The task.
Below are entries; print them exactly from the first line through the one containing "Where can the orange chair".

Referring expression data

Segment Open

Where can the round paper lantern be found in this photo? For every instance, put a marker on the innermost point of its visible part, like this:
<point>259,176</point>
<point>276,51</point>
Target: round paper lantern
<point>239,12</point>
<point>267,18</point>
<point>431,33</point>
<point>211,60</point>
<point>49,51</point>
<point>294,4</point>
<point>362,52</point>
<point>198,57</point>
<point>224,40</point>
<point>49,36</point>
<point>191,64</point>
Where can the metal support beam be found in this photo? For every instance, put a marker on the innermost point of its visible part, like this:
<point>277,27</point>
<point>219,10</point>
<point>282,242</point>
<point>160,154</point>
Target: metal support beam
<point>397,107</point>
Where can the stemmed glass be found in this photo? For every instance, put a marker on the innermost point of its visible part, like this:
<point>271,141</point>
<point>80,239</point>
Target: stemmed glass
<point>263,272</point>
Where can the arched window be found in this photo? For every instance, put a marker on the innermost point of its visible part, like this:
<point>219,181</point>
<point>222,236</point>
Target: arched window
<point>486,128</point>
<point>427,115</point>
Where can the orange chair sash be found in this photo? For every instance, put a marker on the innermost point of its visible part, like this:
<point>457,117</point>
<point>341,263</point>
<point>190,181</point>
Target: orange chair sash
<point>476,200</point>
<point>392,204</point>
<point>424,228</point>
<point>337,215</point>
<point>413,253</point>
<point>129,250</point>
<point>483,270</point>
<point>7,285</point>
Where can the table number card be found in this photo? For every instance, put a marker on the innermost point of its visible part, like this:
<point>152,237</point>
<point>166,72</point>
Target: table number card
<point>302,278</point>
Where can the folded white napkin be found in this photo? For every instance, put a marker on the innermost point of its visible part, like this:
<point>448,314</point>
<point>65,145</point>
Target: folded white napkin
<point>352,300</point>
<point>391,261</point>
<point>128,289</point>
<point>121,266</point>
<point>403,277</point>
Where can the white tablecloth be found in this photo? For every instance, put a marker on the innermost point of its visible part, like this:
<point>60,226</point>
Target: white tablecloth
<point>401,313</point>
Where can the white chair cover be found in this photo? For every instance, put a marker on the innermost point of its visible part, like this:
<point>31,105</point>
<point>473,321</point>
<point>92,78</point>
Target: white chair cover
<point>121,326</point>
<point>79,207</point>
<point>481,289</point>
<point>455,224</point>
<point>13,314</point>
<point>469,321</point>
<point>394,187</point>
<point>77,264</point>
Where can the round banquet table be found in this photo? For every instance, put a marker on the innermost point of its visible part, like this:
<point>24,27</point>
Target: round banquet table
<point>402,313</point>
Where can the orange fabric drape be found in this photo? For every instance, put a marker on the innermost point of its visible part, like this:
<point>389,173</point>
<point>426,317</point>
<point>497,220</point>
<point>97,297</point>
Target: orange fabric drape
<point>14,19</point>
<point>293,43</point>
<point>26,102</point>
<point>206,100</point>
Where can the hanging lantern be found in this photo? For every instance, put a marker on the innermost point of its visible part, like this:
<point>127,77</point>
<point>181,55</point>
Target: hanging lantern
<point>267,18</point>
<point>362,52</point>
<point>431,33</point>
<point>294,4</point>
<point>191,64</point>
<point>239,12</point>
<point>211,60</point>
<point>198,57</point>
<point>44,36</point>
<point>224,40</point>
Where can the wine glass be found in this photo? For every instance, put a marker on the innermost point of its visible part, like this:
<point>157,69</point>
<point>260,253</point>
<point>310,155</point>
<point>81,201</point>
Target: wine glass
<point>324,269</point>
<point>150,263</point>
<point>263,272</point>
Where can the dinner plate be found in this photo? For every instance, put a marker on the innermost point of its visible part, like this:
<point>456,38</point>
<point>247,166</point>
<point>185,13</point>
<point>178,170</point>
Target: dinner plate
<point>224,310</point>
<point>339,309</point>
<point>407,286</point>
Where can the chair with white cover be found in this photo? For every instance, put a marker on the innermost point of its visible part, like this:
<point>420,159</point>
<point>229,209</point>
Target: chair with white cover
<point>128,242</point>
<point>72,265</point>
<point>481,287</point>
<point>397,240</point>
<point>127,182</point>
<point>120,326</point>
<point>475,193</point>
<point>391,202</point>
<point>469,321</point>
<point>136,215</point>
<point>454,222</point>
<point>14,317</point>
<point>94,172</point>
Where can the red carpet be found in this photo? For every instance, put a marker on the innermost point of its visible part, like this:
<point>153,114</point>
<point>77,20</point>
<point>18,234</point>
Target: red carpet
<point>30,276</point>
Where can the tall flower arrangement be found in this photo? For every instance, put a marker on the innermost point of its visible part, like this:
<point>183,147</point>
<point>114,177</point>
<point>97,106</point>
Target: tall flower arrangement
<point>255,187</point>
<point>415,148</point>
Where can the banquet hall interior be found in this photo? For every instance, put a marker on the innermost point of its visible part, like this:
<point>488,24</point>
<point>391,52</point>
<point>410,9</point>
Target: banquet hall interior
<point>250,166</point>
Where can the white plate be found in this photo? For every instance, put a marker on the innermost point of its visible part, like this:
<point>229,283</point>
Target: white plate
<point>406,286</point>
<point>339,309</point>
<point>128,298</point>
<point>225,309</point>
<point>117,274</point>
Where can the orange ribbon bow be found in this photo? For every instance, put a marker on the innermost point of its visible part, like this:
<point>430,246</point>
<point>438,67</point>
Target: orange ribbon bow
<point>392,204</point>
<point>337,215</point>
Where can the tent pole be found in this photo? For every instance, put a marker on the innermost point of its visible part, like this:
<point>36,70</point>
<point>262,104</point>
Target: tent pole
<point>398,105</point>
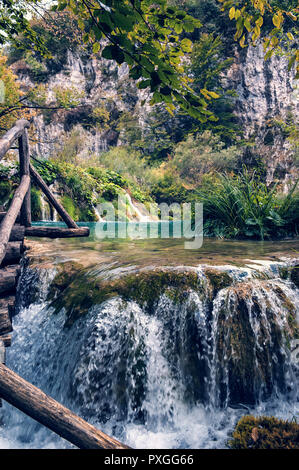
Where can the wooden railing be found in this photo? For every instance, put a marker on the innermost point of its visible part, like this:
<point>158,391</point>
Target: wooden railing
<point>22,198</point>
<point>13,388</point>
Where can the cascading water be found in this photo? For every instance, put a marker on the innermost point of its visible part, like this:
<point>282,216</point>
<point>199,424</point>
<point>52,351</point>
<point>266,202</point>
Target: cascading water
<point>176,374</point>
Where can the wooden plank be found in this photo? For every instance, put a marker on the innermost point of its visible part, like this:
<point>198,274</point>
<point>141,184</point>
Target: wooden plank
<point>24,155</point>
<point>13,254</point>
<point>56,232</point>
<point>60,209</point>
<point>17,233</point>
<point>8,281</point>
<point>10,218</point>
<point>39,406</point>
<point>2,352</point>
<point>3,214</point>
<point>14,133</point>
<point>5,323</point>
<point>6,340</point>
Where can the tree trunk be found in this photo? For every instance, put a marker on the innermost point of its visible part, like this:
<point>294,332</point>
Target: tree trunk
<point>56,232</point>
<point>33,402</point>
<point>60,209</point>
<point>12,213</point>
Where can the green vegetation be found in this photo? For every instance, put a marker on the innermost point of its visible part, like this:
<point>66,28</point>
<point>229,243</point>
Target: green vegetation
<point>243,206</point>
<point>265,433</point>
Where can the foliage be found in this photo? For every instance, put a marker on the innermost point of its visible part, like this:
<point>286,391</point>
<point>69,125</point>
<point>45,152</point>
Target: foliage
<point>244,207</point>
<point>202,154</point>
<point>129,164</point>
<point>13,21</point>
<point>249,17</point>
<point>265,433</point>
<point>11,94</point>
<point>36,208</point>
<point>83,188</point>
<point>207,67</point>
<point>68,97</point>
<point>169,189</point>
<point>147,38</point>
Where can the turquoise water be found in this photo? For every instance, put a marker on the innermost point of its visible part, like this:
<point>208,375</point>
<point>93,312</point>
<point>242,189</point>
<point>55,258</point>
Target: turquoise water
<point>152,251</point>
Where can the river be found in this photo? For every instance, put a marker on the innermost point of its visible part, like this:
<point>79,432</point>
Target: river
<point>159,346</point>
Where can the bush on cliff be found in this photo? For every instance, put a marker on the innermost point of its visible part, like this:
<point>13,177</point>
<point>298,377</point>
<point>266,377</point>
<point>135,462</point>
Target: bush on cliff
<point>265,433</point>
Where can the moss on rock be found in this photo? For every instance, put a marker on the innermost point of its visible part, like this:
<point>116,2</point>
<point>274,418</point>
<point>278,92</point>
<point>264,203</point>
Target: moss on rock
<point>145,288</point>
<point>295,275</point>
<point>265,433</point>
<point>218,279</point>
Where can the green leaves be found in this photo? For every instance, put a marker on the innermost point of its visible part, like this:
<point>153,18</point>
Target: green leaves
<point>249,16</point>
<point>114,52</point>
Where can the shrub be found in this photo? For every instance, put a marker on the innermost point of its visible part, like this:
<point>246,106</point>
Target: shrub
<point>68,97</point>
<point>198,155</point>
<point>265,433</point>
<point>36,207</point>
<point>129,164</point>
<point>244,207</point>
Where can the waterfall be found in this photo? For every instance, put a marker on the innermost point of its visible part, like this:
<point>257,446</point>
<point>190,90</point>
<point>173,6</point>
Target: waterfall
<point>179,374</point>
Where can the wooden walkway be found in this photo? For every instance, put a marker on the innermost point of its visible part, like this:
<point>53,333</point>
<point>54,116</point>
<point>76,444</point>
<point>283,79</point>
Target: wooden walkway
<point>15,225</point>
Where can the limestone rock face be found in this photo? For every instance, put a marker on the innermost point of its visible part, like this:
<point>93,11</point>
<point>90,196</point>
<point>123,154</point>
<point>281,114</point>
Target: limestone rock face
<point>266,90</point>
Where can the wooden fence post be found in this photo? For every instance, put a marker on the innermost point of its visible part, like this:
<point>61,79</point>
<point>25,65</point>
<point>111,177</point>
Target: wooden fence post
<point>24,154</point>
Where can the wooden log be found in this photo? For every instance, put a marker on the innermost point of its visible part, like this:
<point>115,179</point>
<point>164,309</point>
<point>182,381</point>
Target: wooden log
<point>17,233</point>
<point>2,352</point>
<point>14,133</point>
<point>5,323</point>
<point>33,402</point>
<point>8,281</point>
<point>60,209</point>
<point>10,218</point>
<point>24,155</point>
<point>6,339</point>
<point>56,232</point>
<point>14,251</point>
<point>3,214</point>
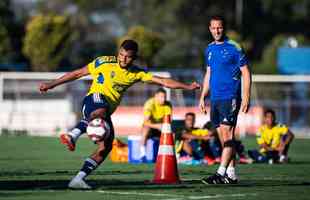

Segment Closed

Reply.
Where can the round paper lantern be found in this photo? For every instance, put a marker on the innermost point of its visible part, like this:
<point>259,176</point>
<point>276,51</point>
Target: round paper lantern
<point>239,12</point>
<point>267,18</point>
<point>431,33</point>
<point>211,60</point>
<point>49,51</point>
<point>294,4</point>
<point>362,52</point>
<point>198,57</point>
<point>224,40</point>
<point>49,36</point>
<point>191,64</point>
Where can the metal support beam be found in this photo? For every instance, put a marker on the innermost point of its visible part, like this:
<point>277,27</point>
<point>219,10</point>
<point>282,242</point>
<point>160,154</point>
Target: metal support beam
<point>397,107</point>
Where can the stemmed glass be found in this photo? For every instance, put a marker on the innermost point of its visible part, like this:
<point>271,141</point>
<point>80,239</point>
Target: stemmed glass
<point>263,272</point>
Where can the arched window be found in this photo? For every instance, put a marker on the innermost point of its visible part, like this:
<point>219,181</point>
<point>222,236</point>
Target: arched window
<point>486,128</point>
<point>427,115</point>
Where can the orange chair sash be found in this photo? For every instance, put a marker on the innermost point of its visible part, like this:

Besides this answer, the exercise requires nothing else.